Document passage:
Archived in 2013[edit]

Table of Contents formatting[edit]

Question around ToC (Moved from User talk:Arch dude) Some style questions

  • Replicating the OR entries, are we leading with preferred name, or do we have entry for both in ToC. Issues is that some of the OR get quite long. Plus if we use full, do we full wikilink or just first component.
  • Dates of life. We have used some DoL, to disambiguate, however, what guidance are we giving?

-- Billinghurst 03:53, 26 August 2008 (UTC)

I don't know. Do you have some examples? what seems to work best? The guiding principle is to preserve the look and feel of the original, but the original does not have a ToC in this sense: It's a navigational artifact that we added to replace the original's (physical page-based) navigation. Once we find a workable solution, we can put it in the "Style" section. -Arch dude 14:25, 26 August 2008 (UTC)
1) Example ToC
Look at name like Waad/Wade as an example of alternate names. Gut feel is to enter under first appearing name. It seems that more will get pretty ugly especially around order, and wikilinks. As you mentioned as long as the transcription replicates the book, that is the important item.
2) I would think guidance is give DoL only where it is needed to disambiguate, though this requires it then in the DNB template, for each entry, which is a level of complication. The complexity of wikilinks makes me hesitate to give definitive statement. Whatever is more foolproof is my preference.
Billinghurst 14:52, 26 August 2008 (UTC)
Your example is very informative. It's an index from the original DNB, not a ToC from the Wikisource project. We should (eventually) create an "article" that is as close as possible to an exact duplicate of the index, with every single character (including the page numbers) duplicated. By our own rules, we are permitted to link the entries in this article to the relevant articles in our project. This is (theoretically) completely distinct from the ToC. The ToC is a modern navigational construct: a navigational tool that we added to replace the paper navigation of the original. Since the project is still new, we can elect to abandon the ToC and replace it with a faithful reproduction of the DNB index. Alternatively, we can keep our ToC and also reproduce the index. My inclination is to abandon the ToC and use the index instead, but please remember that I am only one of the (currently) three members of this project. If we do elect to use the index as our primary navigational tool, we should first agree on the exact format of each "volume" article. -Arch dude 02:28, 27 August 2008 (UTC)
I have had a start at some trial text in [Abbadaire - Anne] and in the talk page is the example with full dates added. Note
later in the index is
Avershawe, Louis Jeremiah. see Abershaw.
While I can understand articles being word for word, I wonder whether an index page where we convert to a ToC should be an exact replicate. -- Billinghurst 06:47, 27 August 2008 (UTC)
It's clear that the "(DNB00)" is not wanted or needed in the ToC. As an initial matter, let's remove it using pipe notation.
  • [[Abershaw, Louis Jeremiah (DNB00)|Abershaw, Louis Jeremiah]]
  • [[Abershaw or Avershawe, Louis Jeremiah (1773?-1795) (DNB00)|Abershaw or Avershawe, Louis Jeremiah (1773?-1795)]]
My vote would be for the second article title to be
  • Abershaw, Louis Jeremiah (1773?-1795) (DNB00)
The article title is a Wikisource navigational construct, not a part of the original text, so we are free to choose. -Arch dude 11:41, 27 August 2008 (UTC)

Supplied material:
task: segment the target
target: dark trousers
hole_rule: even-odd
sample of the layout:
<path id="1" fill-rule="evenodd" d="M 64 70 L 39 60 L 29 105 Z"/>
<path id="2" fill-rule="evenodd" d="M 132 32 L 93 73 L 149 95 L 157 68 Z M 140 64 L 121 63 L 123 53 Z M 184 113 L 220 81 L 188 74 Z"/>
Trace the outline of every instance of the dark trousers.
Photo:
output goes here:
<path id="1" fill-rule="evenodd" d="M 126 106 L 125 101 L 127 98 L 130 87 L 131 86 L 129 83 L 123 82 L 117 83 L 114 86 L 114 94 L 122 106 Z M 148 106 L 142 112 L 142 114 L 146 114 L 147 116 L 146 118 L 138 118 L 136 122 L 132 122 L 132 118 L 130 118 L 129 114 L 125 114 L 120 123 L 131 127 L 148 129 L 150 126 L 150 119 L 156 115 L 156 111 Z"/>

What is asked:
• A. In the talk-page discussion, what does Arch dude say should be removed from the ToC entries, and by what method?
• B. Write out everything in the talk-page discussion from "It's clear that" down to "11:41, 27 August 2008 (UTC)".
The material isn't required for anything here.

Results for each task:
• A. The "(DNB00)" should be removed using pipe notation.

• B.
It's clear that the "(DNB00)" is not wanted or needed in the ToC. As an initial matter, let's remove it using pipe notation.
  • [[Abershaw, Louis Jeremiah (DNB00)|Abershaw, Louis Jeremiah]]
  • [[Abershaw or Avershawe, Louis Jeremiah (1773?-1795) (DNB00)|Abershaw or Avershawe, Louis Jeremiah (1773?-1795)]]
My vote would be for the second article title to be
  • Abershaw, Louis Jeremiah (1773?-1795) (DNB00)
The article title is a Wikisource navigational construct, not a part of the original text, so we are free to choose. -Arch dude 11:41, 27 August 2008 (UTC)